Document text:
Coming from a healthy reservation of such reductionist nationalism, I have simultaneously also come to see within myself a growing awe and appreciation for the brilliance and depth of the ancient Indian heritage. First, through my yet tiny immersion in yogic and Vedic scriptures for over ten years, and later through the (almost) daily practice of sadhana (a combination of various forms of yoga), I have gradually come to see the immensity of the Indian heritage.

Take the theory of Karma, just one of the many bedrocks of yoga philosophy. It is a remarkably intricate diagnosis as well as prescription for the human condition; much more so than the simple cause-and-effect that most people associate with karma. It explains so much of life right down to “Why bad things happen to good people.”

Then there is the profound dissection of the human BEING that Raja yoga has had the audacity to accomplish. It’s a dissection that has gone into seemingly incomprehensible depths of each of the components that make up a human being: body, mind, intellect, ego, awareness, consciousness, unconsciousness, sub-consciousness, super-consciousness, the underlying energy (prana) that drives it all, and the many other subtle layers within each of these.

The crown tool of this system is meditation, which is said to help us experientially access and dissect these penetrating multiple layers of our own being, to come to a transcendental reality of the oneness of the entire universe.

Up until recent decades, the field of psychotherapy refused to acknowledge the presence of any transcendental reality, but now it is increasingly validating meditation, long known in our spiritual traditions as a vehicle for the beyond.. Dr. Paul R. Fleischman, a retired psychiatrist who was honored by the American Psychiatric Association with the Oskar Pfister Award, is now a full-time Vipassana meditation teacher who frequently lectures at universities around the world about meditation and psychotherapy. He is just one example of the nod that meditation gets, not as a tool in psychotherapy, but as an acknowledgement that the scientific study of the mind eventually points to a transcendental reality, one that can be accessed through meditation.

Indeed, modern science, especially quantum physics, has only now come to validate subtle existential truths that the yogic and Vedic texts revealed a few millennia back. Truths such as: the whole existence is one energy, and matter does not exist. Nothing in rational human experience can ever perceive such truths. Yet the rishis and yogis of those times were able to crack the juggernaut of existence itself. That’s the highest that an individual or a civilization can aspire to. And it was done in that land—thousands of times over. It is a land that has produced the highest numbers of sentient beings known to mankind.

Dataset records:
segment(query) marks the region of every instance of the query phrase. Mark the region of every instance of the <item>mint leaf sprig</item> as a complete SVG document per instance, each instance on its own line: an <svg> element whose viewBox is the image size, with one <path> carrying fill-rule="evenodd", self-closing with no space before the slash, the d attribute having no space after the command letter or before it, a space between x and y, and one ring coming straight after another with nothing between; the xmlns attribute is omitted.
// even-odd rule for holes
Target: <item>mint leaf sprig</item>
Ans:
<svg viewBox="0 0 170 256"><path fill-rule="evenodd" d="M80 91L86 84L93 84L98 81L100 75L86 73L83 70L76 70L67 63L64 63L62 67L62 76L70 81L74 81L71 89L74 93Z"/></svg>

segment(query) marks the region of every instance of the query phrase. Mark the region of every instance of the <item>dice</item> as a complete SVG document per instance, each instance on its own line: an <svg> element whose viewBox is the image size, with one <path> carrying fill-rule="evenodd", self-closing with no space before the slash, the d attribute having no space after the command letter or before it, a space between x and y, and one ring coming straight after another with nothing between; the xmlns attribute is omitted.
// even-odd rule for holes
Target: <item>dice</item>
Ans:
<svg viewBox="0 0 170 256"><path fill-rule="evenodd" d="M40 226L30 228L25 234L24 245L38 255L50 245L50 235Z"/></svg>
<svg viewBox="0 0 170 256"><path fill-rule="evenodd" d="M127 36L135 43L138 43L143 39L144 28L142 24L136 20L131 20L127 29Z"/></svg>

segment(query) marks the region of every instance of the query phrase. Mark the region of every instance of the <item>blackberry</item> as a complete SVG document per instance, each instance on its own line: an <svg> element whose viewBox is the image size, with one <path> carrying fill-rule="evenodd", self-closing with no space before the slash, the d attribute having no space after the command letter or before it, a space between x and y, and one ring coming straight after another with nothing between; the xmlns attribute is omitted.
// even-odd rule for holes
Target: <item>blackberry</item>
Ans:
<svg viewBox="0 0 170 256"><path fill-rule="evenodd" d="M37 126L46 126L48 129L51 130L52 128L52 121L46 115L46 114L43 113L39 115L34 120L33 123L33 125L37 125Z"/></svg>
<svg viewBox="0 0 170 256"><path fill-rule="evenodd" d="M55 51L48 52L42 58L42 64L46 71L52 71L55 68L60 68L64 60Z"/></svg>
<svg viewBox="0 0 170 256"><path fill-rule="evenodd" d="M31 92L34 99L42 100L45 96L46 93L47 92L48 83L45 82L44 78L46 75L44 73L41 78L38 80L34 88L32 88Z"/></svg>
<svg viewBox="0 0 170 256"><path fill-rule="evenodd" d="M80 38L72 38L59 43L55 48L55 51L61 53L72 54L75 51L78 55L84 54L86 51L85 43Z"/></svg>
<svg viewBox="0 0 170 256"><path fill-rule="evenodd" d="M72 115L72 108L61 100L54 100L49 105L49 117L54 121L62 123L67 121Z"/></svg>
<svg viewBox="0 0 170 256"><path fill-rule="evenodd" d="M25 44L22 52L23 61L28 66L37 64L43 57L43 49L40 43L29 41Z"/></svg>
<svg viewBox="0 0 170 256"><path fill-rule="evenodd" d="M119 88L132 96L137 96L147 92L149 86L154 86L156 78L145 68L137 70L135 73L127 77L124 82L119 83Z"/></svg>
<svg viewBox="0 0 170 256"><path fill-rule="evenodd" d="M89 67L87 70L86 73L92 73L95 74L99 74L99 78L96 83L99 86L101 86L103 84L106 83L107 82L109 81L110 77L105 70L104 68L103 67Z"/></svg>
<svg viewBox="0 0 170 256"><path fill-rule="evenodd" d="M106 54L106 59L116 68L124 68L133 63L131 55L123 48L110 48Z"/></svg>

Problem to solve: Can you return, word for word, the part of the passage on yoga and the Indian heritage that runs from "Then there is" up to and including "each of these."?

Solution to the exercise:
Then there is the profound dissection of the human BEING that Raja yoga has had the audacity to accomplish. It’s a dissection that has gone into seemingly incomprehensible depths of each of the components that make up a human being: body, mind, intellect, ego, awareness, consciousness, unconsciousness, sub-consciousness, super-consciousness, the underlying energy (prana) that drives it all, and the many other subtle layers within each of these.